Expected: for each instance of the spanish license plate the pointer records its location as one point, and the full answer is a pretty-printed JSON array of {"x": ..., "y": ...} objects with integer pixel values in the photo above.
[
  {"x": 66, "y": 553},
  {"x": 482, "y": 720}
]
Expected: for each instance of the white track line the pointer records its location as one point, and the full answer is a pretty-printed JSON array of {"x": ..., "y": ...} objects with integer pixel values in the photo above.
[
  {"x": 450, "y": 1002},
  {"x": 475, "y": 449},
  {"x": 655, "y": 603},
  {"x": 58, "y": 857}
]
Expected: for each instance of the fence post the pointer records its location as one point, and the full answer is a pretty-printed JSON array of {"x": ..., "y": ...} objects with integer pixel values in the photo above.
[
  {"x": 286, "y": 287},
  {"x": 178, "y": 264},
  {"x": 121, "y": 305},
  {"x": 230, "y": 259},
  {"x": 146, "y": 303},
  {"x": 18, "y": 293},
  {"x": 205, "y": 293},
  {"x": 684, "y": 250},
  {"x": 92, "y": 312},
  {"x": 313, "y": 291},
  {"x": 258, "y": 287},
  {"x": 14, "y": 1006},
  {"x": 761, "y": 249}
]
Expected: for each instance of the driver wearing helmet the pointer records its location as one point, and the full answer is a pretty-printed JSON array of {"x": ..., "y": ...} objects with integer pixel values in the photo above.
----------
### Exercise goal:
Repeat the data in its entirety, character for character.

### Full output:
Expected: for each instance of the spanish license plate the pointer records its location as one point, and the full answer is a pretty-printed JSON array of {"x": ..., "y": ...} objects with integer pixel values in the photo above.
[
  {"x": 66, "y": 553},
  {"x": 482, "y": 720}
]
Expected: for each instance of the white track line the pointer records its location as one point, and the full answer is a pretty-printed JSON array of {"x": ..., "y": ...} objects with integer pixel values in the photo above.
[
  {"x": 450, "y": 1002},
  {"x": 475, "y": 449},
  {"x": 655, "y": 603},
  {"x": 58, "y": 857}
]
Expected: for each instance of the fence post the pointer records its location as one point, and the full answer is a pretty-printed JSON array of {"x": ..., "y": ...} objects with integer pixel values in the photo above.
[
  {"x": 286, "y": 287},
  {"x": 178, "y": 264},
  {"x": 121, "y": 305},
  {"x": 230, "y": 259},
  {"x": 146, "y": 303},
  {"x": 18, "y": 293},
  {"x": 205, "y": 293},
  {"x": 684, "y": 250},
  {"x": 92, "y": 312},
  {"x": 313, "y": 291},
  {"x": 258, "y": 287},
  {"x": 14, "y": 1006},
  {"x": 761, "y": 249}
]
Expected: for each instance of the driver wearing helmet the pointer records its location as one point, and the full answer is a pretty-printed JSON array of {"x": ..., "y": ...} objects with integer pixel values in the photo above.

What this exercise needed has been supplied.